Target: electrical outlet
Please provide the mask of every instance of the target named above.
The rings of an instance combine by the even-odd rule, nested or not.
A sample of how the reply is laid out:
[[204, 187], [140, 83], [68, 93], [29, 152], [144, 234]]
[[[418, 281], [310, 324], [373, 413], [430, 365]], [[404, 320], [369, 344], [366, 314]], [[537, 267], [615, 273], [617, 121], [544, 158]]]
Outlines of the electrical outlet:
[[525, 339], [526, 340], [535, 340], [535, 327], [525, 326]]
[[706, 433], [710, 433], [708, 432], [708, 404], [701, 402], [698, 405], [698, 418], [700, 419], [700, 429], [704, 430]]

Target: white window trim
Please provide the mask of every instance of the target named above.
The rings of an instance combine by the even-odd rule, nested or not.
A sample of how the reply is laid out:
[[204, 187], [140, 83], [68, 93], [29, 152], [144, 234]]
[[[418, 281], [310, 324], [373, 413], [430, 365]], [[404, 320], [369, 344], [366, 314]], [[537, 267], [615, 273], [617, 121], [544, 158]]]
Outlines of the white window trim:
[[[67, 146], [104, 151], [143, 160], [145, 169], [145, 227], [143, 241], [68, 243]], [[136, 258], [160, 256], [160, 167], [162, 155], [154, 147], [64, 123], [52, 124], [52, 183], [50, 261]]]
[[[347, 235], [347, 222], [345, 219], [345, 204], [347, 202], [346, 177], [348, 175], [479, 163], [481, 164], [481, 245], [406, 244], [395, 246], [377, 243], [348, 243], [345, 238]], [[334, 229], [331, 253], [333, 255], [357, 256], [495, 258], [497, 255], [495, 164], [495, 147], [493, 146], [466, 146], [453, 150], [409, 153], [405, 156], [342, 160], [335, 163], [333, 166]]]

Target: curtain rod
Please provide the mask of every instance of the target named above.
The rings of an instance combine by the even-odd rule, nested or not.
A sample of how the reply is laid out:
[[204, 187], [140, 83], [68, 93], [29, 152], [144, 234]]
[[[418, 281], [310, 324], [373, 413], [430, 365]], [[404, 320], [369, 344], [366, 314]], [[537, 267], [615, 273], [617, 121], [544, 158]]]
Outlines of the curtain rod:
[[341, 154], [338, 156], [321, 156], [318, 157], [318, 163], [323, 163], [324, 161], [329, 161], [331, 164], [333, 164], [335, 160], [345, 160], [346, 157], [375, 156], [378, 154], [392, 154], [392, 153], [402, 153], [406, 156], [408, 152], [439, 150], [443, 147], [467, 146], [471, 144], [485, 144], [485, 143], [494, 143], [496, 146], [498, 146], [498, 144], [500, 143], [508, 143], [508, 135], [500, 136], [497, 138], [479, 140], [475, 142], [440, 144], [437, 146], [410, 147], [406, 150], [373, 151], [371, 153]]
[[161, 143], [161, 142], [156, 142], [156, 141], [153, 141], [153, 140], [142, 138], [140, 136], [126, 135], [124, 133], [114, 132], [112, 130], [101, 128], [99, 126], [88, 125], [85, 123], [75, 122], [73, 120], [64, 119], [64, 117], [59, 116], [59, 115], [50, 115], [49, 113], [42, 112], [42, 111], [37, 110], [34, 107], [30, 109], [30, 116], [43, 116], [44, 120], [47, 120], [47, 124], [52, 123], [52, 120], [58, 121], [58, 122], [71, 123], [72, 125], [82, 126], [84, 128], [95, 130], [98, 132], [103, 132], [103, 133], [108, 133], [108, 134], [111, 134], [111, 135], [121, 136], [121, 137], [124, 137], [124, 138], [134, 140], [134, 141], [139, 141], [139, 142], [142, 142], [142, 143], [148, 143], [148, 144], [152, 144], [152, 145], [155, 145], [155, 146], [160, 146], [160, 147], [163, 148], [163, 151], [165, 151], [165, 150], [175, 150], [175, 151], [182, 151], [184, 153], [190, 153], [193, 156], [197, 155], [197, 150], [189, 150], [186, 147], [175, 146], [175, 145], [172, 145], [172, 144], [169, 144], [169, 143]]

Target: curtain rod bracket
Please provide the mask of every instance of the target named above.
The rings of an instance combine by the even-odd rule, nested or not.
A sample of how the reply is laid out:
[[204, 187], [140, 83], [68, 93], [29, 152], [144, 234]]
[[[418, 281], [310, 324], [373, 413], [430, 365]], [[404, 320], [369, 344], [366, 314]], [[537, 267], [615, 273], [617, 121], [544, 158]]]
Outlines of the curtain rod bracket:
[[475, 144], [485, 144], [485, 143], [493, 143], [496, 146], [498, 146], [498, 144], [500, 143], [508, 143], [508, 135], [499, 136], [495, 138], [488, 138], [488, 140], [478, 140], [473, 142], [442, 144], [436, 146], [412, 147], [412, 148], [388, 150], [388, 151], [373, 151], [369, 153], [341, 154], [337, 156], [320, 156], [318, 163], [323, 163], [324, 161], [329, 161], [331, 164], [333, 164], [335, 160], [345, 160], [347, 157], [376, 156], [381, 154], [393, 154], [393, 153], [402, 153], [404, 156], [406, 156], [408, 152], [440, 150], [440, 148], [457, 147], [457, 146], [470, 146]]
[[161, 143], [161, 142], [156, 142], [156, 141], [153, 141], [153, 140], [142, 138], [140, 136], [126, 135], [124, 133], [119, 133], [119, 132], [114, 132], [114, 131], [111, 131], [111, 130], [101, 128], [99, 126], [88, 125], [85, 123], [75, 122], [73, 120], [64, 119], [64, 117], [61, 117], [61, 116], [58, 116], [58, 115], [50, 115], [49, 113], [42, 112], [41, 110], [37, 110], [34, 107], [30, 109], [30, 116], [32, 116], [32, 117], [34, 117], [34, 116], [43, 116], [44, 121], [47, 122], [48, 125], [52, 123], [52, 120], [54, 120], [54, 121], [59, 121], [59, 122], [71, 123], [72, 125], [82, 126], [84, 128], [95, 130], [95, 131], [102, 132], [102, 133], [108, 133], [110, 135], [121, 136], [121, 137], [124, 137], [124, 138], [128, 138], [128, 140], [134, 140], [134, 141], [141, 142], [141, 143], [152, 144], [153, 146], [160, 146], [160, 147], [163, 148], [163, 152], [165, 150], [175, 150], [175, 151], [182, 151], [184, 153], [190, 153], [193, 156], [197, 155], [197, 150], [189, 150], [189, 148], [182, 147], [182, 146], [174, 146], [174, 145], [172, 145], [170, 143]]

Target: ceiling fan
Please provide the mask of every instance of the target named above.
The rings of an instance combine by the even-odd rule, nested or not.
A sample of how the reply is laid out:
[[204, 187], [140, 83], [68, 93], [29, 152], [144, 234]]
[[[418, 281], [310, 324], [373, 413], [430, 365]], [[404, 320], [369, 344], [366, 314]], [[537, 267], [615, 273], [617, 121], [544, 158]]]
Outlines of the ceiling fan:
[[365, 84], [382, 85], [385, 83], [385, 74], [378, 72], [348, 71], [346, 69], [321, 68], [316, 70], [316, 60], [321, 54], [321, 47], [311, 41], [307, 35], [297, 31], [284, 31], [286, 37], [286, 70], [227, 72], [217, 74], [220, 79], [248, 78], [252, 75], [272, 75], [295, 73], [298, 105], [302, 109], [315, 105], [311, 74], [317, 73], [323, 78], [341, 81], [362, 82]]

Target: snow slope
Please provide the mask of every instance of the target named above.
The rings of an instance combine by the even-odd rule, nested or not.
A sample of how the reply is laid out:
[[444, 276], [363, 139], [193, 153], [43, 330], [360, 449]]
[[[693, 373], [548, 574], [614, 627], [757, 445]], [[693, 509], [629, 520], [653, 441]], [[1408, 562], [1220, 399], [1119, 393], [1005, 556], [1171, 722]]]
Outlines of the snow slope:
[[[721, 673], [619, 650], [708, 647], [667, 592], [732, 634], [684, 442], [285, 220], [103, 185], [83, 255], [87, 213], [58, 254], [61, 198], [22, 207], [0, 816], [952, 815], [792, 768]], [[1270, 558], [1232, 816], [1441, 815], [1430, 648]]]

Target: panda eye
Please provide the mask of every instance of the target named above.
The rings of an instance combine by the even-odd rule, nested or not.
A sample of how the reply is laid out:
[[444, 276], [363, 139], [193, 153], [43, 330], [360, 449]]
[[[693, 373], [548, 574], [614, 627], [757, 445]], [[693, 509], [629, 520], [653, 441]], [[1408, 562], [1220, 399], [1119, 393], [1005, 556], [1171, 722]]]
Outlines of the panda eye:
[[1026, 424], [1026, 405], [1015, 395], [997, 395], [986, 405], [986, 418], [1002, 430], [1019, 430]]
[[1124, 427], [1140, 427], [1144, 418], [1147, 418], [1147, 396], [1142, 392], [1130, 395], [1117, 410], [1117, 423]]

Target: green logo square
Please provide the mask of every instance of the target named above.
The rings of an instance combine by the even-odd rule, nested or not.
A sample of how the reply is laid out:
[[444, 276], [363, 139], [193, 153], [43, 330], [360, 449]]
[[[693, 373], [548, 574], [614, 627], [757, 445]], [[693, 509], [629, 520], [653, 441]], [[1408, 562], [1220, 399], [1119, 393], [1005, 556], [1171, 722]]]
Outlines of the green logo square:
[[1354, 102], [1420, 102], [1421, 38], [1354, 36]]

Exercise instructions: Pull out each line of the material above that contains the string "bracket".

Answer to the exercise:
Target: curtain rod bracket
Outlines of the curtain rod bracket:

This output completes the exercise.